La Stampa 18.4.16
Quando i diritti umani diventano fondamento delle relazioni internazionali
di Massimiliano Panarari
Tertium
non datur. Secondo tanti (politici, studiosi e osservatori), nelle
relazioni internazionali non si darebbe una terza possibilità tra il
realismo assoluto della politica di potenza e un idealismo pacifista,
altrettanto assoluto. Vale a dire: o «falchissimi» o «colombissime». E,
invece, esiste una terza via, che potrebbe far parlare l’Occidente
europeo e americano con una sola voce, dal momento che essa affonda le
radici in una delle sue eredità culturali più essenziali e preziose,
quella dell’Illuminismo. E, ancora, in ragione del fatto che la nostra
condizione di abitanti di un Villaggio globale reso sempre più
interconnesso dalle tecnologie della comunicazione e dai media agevola
esponenzialmente la potenzialità di un’opinione pubblica su scala
mondiale o, quanto meno, plurinazionale (come sta avvenendo con la
dolorosa vicenda dell’omicidio di Giulio Regeni). Stiamo parlando
dell’affermazione della centralità, in una prospettiva globale, dei
diritti umani; una chiave sulla quale si dovrebbe reimpostare a fondo e
praticare in maniera effettuale il rapporto tra le democrazie liberali e
le autocrazie di questa nostra fase storica (un elenco, come noto,
malauguratamente nutrito, dalla Russia alla Cina, dall’Iran alla gran
parte del Medio Oriente). Fu precisamente l’Illuminismo a elaborare e
introdurre nella teoria politica una visione - e un’etica - dei diritti
dell’uomo edificata sul razionalismo e il cosmopolitismo e sulla virtù
della «mitezza» (molto cara a Norberto Bobbio). Uno dei momenti
fondativi della modernità, scaturito dalla lotta per l’emancipazione
degli individui, di cui venne proclamata l’universalità, contro l’ordine
oppressivo e i privilegi castali dell’Antico regime.
I diritti
umani, dunque, come un filamento essenziale del Dna dell’Occidente da
rivendicare nei confronti delle incarnazioni contemporanee di ciò che
due padri - tra loro agli antipodi - della sociologia (Max Weber e Karl
Marx) avevano etichettato come il «dispotismo orientale». E di fronte a
certi distinguo strumentali volti a negarne il principio stesso (e qui
il pensiero corre all’imponente castello di argomentazioni contro il
«fondamentalismo dei diritti umani» costruito dalla mente giuridica del
nazismo, Carl Schmitt).
■ ■ ■ ■ ■ ■ ■
*Serie di compiti*:
(A) Rispondi a queste domande sull'articolo:
(i) In quale eredità culturale dell'Occidente affonda le radici la terza via?
(ii) Quale virtù viene indicata come molto cara a Norberto Bobbio?
(iii) Quali due padri della sociologia avevano chiamato «dispotismo orientale» ciò che l'articolo cita?
(B) Riscrivi in forma più breve il paragrafo dell'articolo che comincia con «Tertium non datur». Mantieni i fatti principali.
■ ■ ■ ■ ■ ■ ■
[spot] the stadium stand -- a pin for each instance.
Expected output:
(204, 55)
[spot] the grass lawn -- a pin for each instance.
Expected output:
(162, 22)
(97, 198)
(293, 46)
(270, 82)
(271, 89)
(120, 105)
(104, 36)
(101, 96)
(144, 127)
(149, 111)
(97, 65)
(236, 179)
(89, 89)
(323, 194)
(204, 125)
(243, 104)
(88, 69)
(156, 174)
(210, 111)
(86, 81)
■ ■ ■ ■ ■ ■ ■
*Risposte ai compiti*:
(A)
(i) Nell'Illuminismo.
(ii) La «mitezza».
(iii) Max Weber e Karl Marx.

(B) Per molti, nelle relazioni internazionali non c'è alternativa tra il realismo assoluto della politica di potenza e un idealismo pacifista altrettanto assoluto. Esiste invece una terza via: mettere al centro i diritti umani, in una prospettiva globale. Su questa base andrebbe rifondato il rapporto tra le democrazie liberali e le autocrazie di oggi, dalla Russia alla Cina, dall'Iran a gran parte del Medio Oriente. Questa via potrebbe far parlare con una sola voce l'Occidente europeo e americano, per due motivi. Nasce dall'Illuminismo. Inoltre il Villaggio globale, reso interconnesso da tecnologie della comunicazione e media, favorisce un'opinione pubblica mondiale o almeno plurinazionale, come accade con l'omicidio di Giulio Regeni. L'Illuminismo elaborò una visione dei diritti dell'uomo basata su razionalismo, cosmopolitismo e «mitezza». Questa visione nacque dalla lotta per l'emancipazione degli individui contro l'ordine oppressivo e i privilegi castali dell'Antico regime.